Source:
>> Begin

In addition, the Beckett Locke aparthotel and Michael O’Flynn’s Tramyard student hostel are well on their way with the latter already open for business and both of these will cater for summertime visitors.

In contrast, south docks only has The Marker and Maldron hotels, although the south docks area is served by other hotels close by.

The north docklands hotels serve both corporate visitors as well as those attending conferences at the Convention Centre Dublin (CCD) or concerts at 3Arena. The visitor ambience of the area is further enhanced by tourists disembarking from cruise ships and visitors to the Epic Museum at CHQ (Custom House Quay).

Longer term residents of the north docklands will also be catered for by new apartment developments such as the 268 units being built at Dublin Landings and it’s a reflection of the strength of demand that developers Ballymore and Oxley are seeking to forward sell the apartments which are believed to be guiding more than €170m.

To the east of this site, Johnny Ronan’s Ronan Group Real Estate (RGRE) and partners Colony Capital may build around 500 apartments on the 4.6 acre ‘Project Waterfront’ site which this newspaper reported they purchased for about €180m. That site also has permission for 300,216 sq ft (17,891 sq m) of offices.

More residential development could also enhance the competitiveness of the area when it comes to attracting office occupiers.

After the crash, the south docklands was quicker to respond to resurgent demand for new offices. Consequently as a number of the International Financial Services Centre (IFSC) offices became dated, they could not command the high rents attained on the southside. Some north docklands offices have seen rents range from the low to mid €40 per sq ft. These compare to around €60 per sq ft being attained for new prime southside offices.

>> End

Short exercise:
Pick up the article on Dublin docklands development from its final sentence and carry it on. The lines that come after this have no connection to the Dublin docklands article.

Point labeling dataset excerpts
>> Begin

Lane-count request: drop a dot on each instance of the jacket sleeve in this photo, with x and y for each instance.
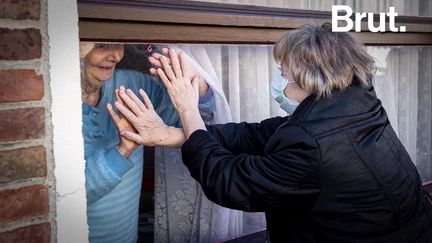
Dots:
(105, 171)
(249, 182)
(245, 137)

>> End

Exercise output:
However the gap is narrowing and when The Exchange, the first new north docks speculative office development since the crash, recently completed its lettings, landlords IPUT and the Cosgrave Property Group, benefitted from rents of around €50 per sq ft.

A similar level was achieved last August when Ballymore and Oxley let No 2 The Landings with over 9,300 sq m (110,104 sq ft) of offices to WeWork. Since then No 2 was bought by South Korean real estate firm JR AMC for €106.5m, or €7.7m over the guide price quoted by CBRE and Knight Frank. Colliers acted for the purchaser.

Two other new developments due for completion in 2020 are also quoting rents at similar levels.

These include The Exo, promoted as Dublin’s tallest office building comprising 15,794 sq m (170,000 sq ft) over 17 floors. Positioned overlooking The Point Square and Dublin Port, David O’Malley of Savills is quoting an average of €48.50 per sq ft for the entire, if let on a floor-by-floor basis. Some upper floors in the Nama-backed building are priced at €55 per sq ft.

Nearby at 91/94 North Wall, TIO and Bennetts are developing a further 18,581 sq m (200,000 sq ft) of offices branded as North Docks. These will be accommodated in two buildings both of which will have river frontage and Savills are quoting €49.50 per sq ft for the entire.